● The records
######

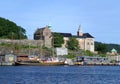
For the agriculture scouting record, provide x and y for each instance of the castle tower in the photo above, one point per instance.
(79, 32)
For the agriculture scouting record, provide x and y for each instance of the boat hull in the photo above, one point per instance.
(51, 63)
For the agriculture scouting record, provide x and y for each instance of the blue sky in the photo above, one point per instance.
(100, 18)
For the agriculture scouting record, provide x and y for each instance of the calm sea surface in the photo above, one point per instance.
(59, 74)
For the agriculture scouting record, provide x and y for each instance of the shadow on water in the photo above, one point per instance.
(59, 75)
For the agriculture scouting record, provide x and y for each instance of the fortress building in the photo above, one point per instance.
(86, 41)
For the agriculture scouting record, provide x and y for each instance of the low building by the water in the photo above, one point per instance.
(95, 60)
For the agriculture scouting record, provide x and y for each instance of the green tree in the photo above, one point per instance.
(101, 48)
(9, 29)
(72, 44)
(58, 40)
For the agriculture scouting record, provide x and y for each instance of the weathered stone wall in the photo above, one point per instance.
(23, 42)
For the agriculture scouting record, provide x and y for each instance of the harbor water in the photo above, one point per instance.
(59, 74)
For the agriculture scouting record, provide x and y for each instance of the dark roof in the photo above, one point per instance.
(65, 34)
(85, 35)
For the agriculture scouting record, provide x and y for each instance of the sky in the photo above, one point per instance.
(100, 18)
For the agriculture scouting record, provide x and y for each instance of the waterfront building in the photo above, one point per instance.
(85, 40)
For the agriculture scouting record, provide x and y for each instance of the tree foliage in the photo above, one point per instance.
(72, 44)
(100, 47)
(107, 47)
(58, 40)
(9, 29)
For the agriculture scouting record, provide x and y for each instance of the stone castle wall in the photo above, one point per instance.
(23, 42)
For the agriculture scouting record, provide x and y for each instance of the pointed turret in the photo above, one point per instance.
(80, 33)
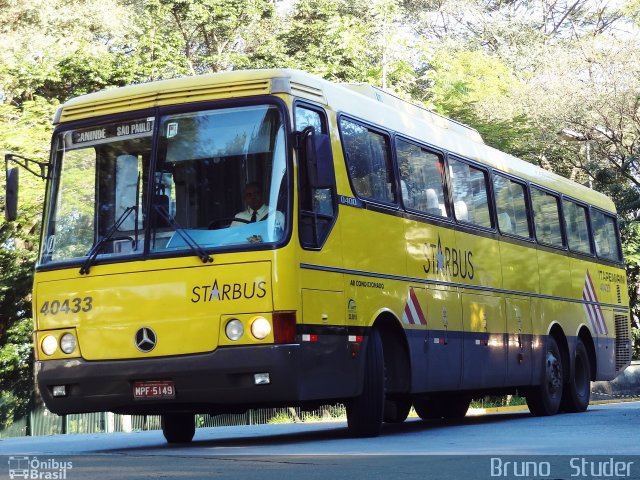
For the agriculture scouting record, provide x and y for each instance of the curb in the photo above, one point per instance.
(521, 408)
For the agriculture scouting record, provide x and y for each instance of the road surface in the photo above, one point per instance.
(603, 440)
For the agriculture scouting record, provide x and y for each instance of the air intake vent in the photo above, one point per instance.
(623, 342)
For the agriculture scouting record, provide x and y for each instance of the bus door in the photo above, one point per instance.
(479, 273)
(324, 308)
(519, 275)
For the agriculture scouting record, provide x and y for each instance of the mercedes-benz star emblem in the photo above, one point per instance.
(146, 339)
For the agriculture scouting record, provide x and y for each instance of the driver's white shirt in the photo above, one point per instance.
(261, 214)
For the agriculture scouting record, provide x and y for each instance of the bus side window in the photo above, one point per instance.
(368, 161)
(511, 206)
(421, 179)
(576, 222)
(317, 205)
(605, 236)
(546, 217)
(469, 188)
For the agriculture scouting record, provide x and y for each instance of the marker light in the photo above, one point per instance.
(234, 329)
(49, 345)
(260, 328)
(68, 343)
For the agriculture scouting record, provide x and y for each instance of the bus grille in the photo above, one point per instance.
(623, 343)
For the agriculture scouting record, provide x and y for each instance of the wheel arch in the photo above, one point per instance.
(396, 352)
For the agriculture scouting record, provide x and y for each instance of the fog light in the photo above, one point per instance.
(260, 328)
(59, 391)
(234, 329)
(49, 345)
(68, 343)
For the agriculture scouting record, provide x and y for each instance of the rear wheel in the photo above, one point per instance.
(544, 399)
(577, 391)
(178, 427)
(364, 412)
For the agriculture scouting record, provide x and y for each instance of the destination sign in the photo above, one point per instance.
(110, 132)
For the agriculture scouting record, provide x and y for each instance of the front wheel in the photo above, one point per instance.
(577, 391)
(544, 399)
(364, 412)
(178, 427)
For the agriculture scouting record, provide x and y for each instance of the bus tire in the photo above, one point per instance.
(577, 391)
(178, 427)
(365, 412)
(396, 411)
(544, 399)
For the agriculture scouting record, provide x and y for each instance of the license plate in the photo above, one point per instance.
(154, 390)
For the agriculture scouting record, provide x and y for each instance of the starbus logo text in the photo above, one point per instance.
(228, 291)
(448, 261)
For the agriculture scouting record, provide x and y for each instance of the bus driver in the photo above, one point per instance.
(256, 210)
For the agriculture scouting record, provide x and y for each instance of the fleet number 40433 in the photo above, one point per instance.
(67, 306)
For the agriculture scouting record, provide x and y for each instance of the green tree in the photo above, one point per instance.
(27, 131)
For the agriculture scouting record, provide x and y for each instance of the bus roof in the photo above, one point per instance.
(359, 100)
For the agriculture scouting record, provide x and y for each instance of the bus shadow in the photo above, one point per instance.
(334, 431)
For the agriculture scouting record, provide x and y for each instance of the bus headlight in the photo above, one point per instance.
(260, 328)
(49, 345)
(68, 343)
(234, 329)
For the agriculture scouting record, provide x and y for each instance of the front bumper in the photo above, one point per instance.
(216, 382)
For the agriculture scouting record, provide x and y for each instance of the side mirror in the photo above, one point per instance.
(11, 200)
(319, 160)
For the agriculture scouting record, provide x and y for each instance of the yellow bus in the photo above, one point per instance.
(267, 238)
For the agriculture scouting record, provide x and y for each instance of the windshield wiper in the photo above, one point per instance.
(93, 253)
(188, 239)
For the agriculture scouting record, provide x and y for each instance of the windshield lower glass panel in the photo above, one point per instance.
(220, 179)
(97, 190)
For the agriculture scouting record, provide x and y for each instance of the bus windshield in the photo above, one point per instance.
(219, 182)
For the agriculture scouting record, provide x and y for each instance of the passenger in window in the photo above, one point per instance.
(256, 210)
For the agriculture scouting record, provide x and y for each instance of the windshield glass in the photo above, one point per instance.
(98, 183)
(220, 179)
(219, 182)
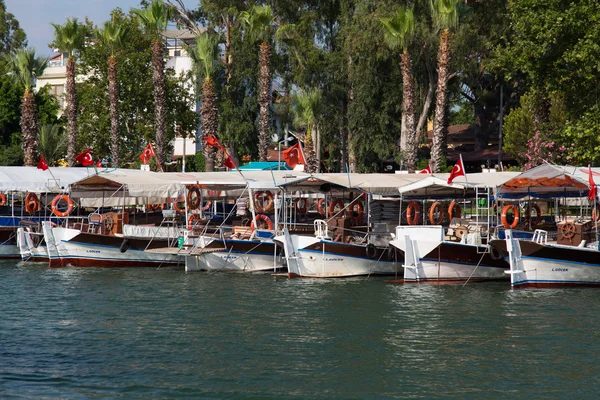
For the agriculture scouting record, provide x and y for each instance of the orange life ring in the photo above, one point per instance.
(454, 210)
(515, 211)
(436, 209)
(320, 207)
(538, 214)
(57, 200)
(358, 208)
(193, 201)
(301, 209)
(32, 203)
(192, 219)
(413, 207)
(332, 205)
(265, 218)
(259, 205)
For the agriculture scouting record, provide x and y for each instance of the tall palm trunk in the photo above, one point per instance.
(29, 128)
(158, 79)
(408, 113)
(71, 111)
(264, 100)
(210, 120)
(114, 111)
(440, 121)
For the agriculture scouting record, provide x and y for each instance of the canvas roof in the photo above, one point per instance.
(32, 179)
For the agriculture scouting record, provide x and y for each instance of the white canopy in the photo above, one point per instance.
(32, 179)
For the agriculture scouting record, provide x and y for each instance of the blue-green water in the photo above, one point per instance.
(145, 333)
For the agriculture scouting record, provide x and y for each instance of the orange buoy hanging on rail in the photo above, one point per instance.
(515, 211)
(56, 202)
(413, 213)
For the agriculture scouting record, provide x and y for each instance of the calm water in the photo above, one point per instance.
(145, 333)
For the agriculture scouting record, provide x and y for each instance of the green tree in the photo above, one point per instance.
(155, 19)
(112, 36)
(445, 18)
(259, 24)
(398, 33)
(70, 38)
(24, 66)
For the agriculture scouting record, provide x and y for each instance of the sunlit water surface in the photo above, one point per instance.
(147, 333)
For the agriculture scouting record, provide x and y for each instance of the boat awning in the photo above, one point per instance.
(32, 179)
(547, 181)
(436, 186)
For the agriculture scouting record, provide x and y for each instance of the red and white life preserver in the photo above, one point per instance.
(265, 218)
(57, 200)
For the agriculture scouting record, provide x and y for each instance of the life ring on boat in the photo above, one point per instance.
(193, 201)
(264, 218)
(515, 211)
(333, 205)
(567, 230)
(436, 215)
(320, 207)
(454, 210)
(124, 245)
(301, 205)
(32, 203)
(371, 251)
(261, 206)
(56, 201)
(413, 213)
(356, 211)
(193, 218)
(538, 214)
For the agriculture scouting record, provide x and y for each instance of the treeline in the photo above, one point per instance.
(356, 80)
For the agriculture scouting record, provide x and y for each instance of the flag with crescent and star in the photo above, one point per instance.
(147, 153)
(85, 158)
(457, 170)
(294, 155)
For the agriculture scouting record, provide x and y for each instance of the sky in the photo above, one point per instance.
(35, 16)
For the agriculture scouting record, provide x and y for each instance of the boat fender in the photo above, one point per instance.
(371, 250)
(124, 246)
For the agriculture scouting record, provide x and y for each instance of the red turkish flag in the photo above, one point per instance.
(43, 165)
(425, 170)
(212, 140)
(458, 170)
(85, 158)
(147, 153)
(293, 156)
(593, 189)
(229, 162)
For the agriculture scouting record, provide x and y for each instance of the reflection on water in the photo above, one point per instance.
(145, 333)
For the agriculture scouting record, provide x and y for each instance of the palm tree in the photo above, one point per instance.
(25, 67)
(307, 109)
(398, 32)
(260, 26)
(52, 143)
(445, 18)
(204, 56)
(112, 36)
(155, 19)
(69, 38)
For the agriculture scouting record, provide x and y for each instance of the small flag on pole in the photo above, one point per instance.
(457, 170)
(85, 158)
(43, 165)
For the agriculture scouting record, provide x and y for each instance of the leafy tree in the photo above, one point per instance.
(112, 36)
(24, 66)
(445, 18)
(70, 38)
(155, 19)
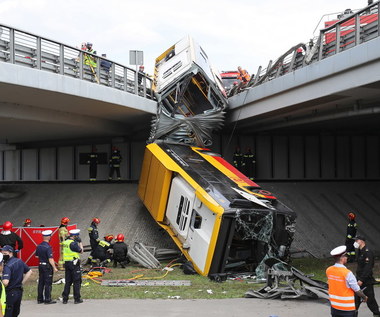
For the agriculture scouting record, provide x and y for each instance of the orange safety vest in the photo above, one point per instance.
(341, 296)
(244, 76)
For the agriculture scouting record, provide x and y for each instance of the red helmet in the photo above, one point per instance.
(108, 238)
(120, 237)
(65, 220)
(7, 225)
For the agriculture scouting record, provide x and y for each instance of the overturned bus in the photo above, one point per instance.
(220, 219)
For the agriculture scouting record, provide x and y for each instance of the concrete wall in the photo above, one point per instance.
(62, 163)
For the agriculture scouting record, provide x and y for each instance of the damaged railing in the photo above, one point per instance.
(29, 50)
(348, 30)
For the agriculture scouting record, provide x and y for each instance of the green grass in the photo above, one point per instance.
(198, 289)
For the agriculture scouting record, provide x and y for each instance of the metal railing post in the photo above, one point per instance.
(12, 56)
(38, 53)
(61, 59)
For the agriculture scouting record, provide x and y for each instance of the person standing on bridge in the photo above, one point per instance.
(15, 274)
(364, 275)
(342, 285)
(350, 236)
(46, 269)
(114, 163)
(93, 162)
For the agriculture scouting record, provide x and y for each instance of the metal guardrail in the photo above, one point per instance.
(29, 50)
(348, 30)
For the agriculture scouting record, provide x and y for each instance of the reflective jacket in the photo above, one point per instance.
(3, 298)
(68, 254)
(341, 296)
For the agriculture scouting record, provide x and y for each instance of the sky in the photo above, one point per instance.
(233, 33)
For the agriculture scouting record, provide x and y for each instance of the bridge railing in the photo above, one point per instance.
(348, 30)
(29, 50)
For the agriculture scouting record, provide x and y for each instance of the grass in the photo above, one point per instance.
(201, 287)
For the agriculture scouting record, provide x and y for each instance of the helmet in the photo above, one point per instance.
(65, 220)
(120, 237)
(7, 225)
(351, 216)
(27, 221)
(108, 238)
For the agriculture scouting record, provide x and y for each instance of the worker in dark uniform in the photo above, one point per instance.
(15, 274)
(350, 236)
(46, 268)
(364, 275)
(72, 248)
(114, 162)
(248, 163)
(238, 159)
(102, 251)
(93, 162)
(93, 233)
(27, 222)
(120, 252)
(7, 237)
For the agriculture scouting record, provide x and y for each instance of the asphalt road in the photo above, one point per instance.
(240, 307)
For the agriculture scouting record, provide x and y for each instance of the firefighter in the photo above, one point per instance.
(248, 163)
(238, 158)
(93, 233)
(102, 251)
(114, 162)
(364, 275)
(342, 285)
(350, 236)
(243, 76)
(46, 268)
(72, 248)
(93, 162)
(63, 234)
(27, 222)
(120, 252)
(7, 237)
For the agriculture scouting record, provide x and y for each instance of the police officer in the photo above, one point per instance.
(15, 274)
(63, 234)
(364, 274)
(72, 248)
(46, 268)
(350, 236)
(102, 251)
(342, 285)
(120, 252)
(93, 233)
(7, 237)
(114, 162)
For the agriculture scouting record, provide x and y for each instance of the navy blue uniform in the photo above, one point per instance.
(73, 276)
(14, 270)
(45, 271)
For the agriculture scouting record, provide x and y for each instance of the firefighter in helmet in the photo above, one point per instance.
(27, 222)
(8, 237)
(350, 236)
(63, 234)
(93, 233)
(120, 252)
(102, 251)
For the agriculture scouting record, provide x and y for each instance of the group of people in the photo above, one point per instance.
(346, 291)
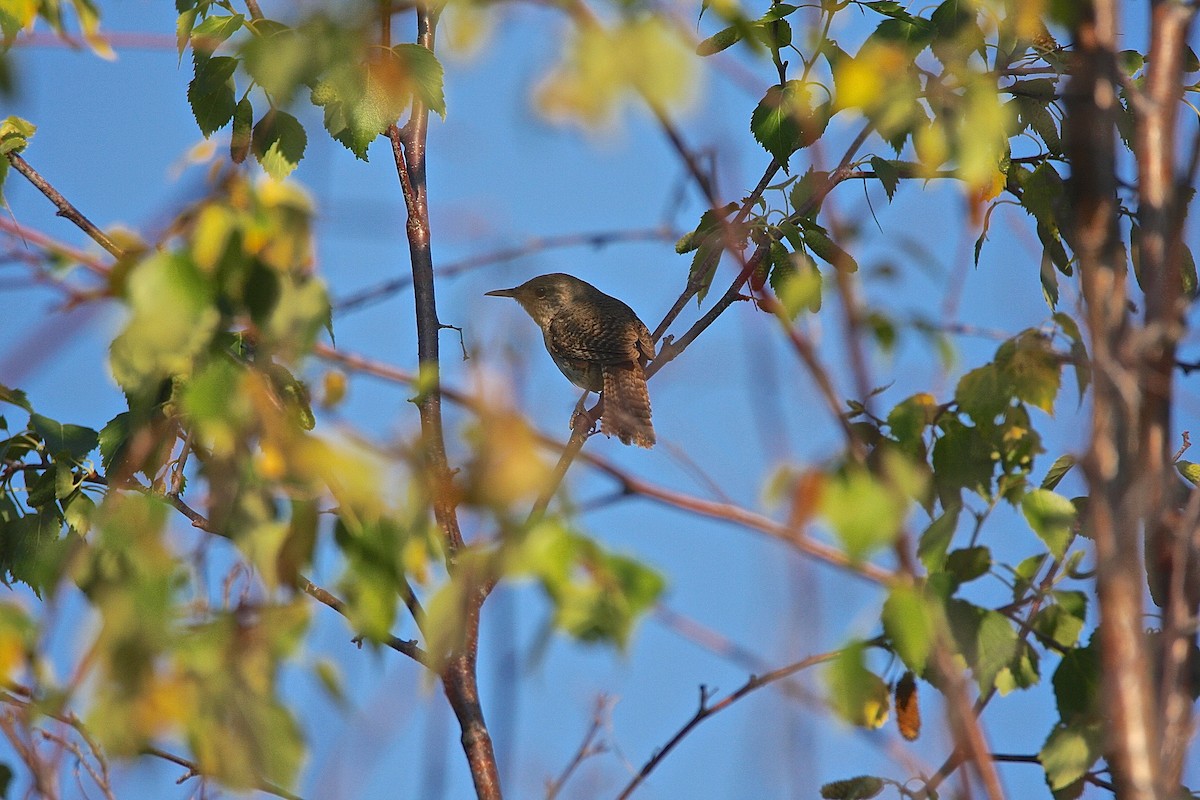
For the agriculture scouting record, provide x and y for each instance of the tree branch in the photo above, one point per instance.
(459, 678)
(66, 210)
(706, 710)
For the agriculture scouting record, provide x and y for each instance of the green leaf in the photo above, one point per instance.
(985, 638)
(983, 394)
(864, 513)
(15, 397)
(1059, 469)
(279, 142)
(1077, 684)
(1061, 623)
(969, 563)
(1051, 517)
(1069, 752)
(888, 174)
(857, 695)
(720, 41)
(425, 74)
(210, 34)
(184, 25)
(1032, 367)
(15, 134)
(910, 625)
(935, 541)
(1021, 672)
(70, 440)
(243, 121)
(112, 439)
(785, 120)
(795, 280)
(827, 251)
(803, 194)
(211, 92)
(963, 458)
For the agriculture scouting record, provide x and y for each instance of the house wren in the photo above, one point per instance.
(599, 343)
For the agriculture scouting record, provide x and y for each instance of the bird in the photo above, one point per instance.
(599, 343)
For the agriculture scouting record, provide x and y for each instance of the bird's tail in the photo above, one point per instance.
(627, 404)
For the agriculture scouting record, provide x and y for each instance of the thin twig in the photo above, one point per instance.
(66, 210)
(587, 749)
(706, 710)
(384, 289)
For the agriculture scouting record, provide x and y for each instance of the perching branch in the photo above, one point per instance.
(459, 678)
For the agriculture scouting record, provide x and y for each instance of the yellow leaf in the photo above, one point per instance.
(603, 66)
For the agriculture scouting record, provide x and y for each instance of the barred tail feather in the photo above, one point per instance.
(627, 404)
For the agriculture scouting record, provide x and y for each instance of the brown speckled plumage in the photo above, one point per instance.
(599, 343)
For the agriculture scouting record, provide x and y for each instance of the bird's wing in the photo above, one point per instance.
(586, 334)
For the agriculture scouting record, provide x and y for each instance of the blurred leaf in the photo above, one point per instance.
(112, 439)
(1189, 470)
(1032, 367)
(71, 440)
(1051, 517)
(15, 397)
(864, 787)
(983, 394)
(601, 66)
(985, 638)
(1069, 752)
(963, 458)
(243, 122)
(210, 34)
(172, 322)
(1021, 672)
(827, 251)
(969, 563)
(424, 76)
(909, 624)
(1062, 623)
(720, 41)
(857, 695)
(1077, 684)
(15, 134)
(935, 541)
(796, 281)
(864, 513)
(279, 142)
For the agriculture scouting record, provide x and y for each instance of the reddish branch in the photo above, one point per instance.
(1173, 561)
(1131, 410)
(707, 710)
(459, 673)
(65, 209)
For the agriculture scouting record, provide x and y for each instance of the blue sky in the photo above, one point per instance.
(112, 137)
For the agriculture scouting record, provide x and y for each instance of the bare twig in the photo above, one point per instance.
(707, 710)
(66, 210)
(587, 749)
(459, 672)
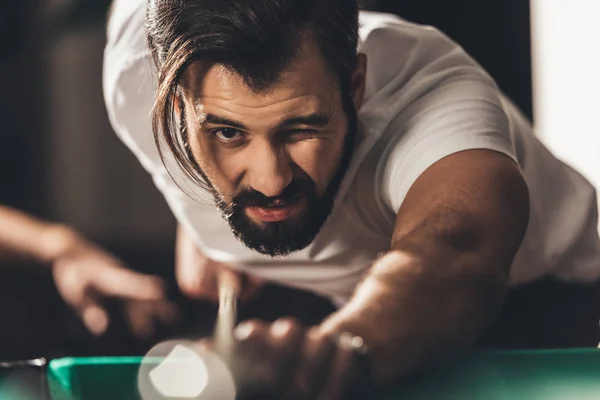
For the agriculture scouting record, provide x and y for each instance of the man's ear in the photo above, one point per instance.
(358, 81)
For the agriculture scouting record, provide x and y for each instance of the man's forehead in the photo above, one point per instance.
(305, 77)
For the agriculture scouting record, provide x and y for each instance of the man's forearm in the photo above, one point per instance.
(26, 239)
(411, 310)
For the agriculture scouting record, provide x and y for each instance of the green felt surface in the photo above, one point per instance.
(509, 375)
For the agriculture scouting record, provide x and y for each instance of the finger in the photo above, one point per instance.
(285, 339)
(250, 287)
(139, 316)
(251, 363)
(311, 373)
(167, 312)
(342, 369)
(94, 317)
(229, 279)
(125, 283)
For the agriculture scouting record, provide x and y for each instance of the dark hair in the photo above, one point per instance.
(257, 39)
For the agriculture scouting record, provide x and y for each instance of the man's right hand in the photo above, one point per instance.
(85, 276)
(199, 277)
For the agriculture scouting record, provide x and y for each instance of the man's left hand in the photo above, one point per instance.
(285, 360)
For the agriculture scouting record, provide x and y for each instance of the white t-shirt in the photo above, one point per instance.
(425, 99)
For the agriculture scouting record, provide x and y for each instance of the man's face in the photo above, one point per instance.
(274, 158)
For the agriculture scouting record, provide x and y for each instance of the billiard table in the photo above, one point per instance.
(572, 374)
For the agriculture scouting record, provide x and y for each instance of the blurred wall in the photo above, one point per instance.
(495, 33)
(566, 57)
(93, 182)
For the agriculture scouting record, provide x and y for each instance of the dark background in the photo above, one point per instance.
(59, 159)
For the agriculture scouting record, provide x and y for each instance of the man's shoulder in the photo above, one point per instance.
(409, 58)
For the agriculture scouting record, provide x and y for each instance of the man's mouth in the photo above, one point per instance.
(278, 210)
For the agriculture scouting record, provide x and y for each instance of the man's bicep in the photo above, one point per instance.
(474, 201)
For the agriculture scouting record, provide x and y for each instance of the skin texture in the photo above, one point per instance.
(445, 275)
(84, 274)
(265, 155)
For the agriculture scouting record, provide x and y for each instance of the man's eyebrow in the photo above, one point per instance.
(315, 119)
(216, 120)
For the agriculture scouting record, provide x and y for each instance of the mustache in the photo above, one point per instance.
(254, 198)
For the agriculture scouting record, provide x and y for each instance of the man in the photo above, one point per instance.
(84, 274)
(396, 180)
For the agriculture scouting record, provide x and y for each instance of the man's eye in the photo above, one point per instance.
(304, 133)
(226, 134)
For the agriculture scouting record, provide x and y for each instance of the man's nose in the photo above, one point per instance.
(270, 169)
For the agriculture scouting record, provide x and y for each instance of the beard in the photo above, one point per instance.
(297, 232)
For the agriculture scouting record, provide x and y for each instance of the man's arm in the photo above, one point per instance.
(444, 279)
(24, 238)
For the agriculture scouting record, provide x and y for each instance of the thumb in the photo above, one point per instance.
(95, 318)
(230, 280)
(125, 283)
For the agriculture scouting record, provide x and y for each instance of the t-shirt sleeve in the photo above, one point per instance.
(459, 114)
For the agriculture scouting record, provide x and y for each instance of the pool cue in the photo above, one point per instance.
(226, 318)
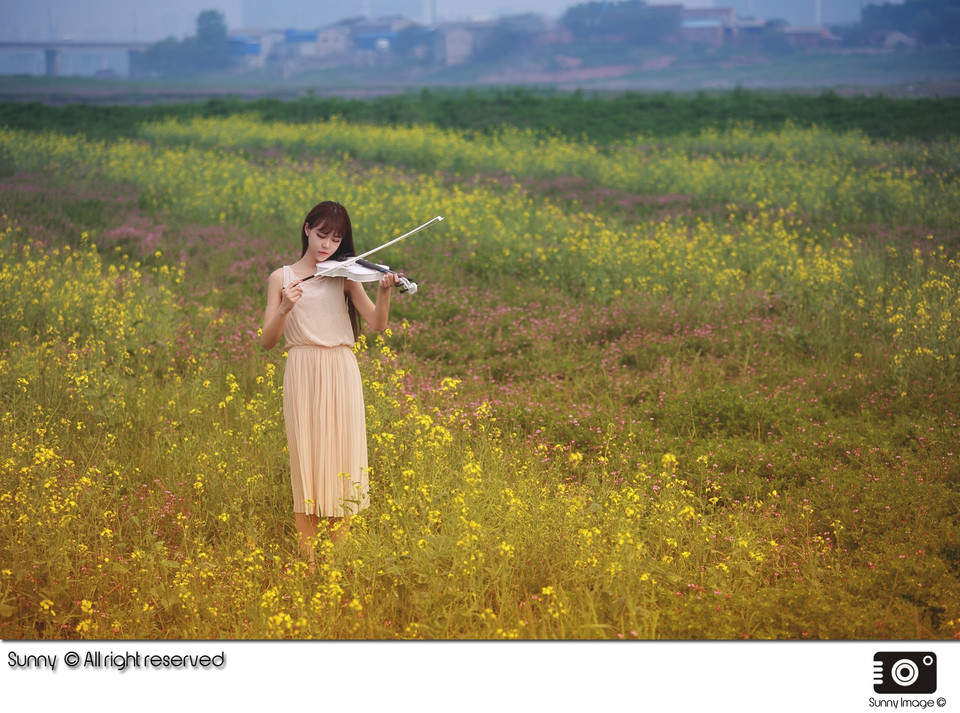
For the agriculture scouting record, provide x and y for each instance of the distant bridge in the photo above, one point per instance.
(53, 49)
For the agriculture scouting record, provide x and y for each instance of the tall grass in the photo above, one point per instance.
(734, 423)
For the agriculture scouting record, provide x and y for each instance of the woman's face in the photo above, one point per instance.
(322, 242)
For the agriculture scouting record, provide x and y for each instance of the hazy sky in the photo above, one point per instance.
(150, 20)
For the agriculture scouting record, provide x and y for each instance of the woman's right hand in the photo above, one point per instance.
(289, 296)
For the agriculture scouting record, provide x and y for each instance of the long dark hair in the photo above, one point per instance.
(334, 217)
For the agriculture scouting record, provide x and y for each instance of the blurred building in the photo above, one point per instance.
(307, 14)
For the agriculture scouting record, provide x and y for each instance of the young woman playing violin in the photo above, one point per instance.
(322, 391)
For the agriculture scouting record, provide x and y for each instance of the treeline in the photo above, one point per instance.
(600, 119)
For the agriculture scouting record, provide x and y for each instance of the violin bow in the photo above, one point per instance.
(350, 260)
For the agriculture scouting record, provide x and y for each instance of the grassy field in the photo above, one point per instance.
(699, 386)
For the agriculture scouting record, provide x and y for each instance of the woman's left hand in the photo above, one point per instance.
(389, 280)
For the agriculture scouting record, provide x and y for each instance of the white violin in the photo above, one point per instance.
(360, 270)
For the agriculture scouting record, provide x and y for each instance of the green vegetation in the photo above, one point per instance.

######

Return exactly, and only, the line containing "of the long" and every line after it through the end of the material.

● Output of the exercise
For the agriculture scouting record, provide x and y for each instance of the long dark hair in the photo above, one point per instance.
(334, 217)
For the agriculture scouting record, provide x and y for each instance of the blurred building in the photo above, one point per instance.
(307, 14)
For the agriculture scouting record, provide x and y for each instance of the young woman playing violin in the photo above, one point per instance.
(322, 391)
For the agriculture scouting record, provide x and y for each instance of the treeline in the photo above, one point per instance.
(600, 119)
For the agriculture scouting record, provide x and y for each instance of the violin bow in the photo above, one point per instance.
(350, 260)
For the agriculture scouting record, provide x and y for each instance of the grassy field in the photo above, one point per instance.
(699, 386)
For the agriculture scouting record, provide x and y for each instance of the woman's left hand in the photo above, one point per instance.
(389, 280)
For the agriculture scouting record, provide x and y for each instance of the white violin in the photo above, one point per instance.
(360, 270)
For the agriculture scouting record, provide x and y for each instance of the green vegetation in the photo above, one point per instance.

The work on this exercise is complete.